Please answer these questions from the passage on spiritual receptivity, one per line:
1. Who, according to the passage, confessed God's sovereignty in a sonnet?
2. Which psalm reference follows David's quoted words?
3. What does the passage say prying into the mysteries of God's omniscience may make, and what will it never make?

— start Provided passage —

I venture to suggest that the one vital quality which they had in common
was spirital receptivity. Something in them was open to heaven,
something which urged them Godward. Without attempting anything like a
profound analysis I shall say simply that they had spiritual awareness
and that they went on to cultivate it until it became the biggest thing
in their lives. They differed from the average person in that when they
felt the inward longing they did something about it. They acquired the
lifelong habit of spiritual response. They were not disobedient to the
heavenly vision. As David put it neatly, `When thou saidst, Seek ye my
face; my heart said unto thee, Thy face, Lord, will I seek.' (Ps 27:8)
As with everything good in human life, back of this receptivity is God.
The sovereignty of God is here, and is felt even by those who have not
placed particular stress upon it theologically. The pious Michael Angelo
confessed this in a sonnet:
My unassisted heart is barren clay,
That of its native self can nothing feed:
Of good and pious works Thou art the seed,
That quickens only where Thou sayest it may:
Unless Thou show to us Thine own true way
No man can find it: Father! Thou must lead.
These words will repay study as the deep and serious testimony of a
great Christian. Important as it is that we recognize God working in us,
I would yet warn against a too-great preoccupation with the thought. It
is a sure road to sterile passivity. God will not hold us responsible to
understand the mysteries of election, predestination and the divine
sovereignty. The best and safest way to deal with these truths is to
raise our eyes to God and in deepest reverence say, `O Lord, Thou
knowest.' Those things belong to the deep and mysterious Profound of
God's omniscience. Prying into them may make theologians, but it will
never make saints.

— end Provided passage —
— start Extracted material —

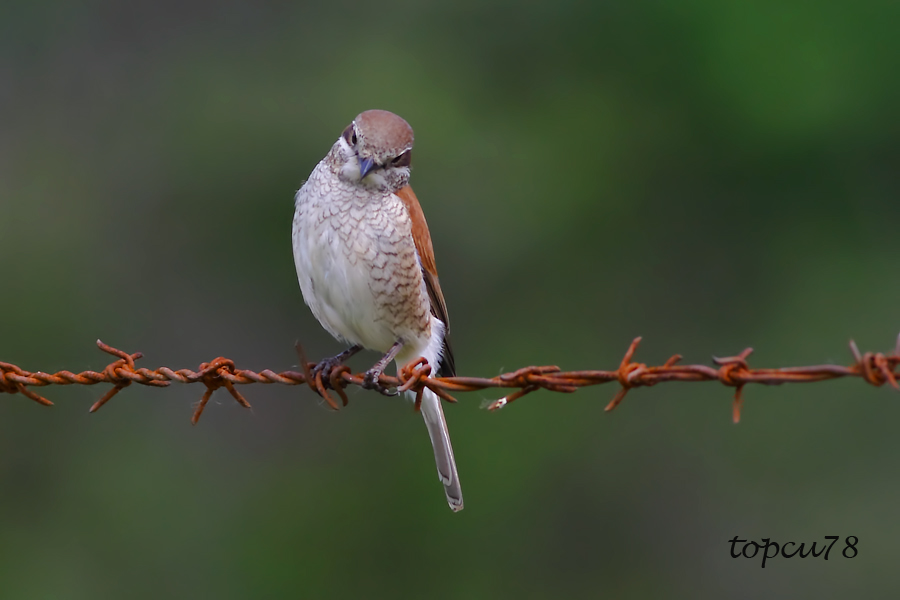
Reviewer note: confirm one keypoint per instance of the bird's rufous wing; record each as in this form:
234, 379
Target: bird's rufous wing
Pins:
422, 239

— end Extracted material —
— start Extracted material —

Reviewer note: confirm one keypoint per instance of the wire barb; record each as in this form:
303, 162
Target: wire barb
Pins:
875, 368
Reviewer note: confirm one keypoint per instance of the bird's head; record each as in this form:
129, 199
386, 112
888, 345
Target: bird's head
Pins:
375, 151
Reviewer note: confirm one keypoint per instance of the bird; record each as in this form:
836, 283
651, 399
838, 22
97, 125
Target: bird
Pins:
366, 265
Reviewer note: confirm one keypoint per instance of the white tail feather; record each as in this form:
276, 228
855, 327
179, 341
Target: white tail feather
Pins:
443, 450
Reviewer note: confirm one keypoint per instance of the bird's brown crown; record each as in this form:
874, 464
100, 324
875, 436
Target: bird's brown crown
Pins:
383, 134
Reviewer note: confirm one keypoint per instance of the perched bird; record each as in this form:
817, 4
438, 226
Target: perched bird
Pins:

— end Extracted material —

Result for this task:
1. Michael Angelo
2. Ps 27:8
3. It may make theologians, but it will never make saints.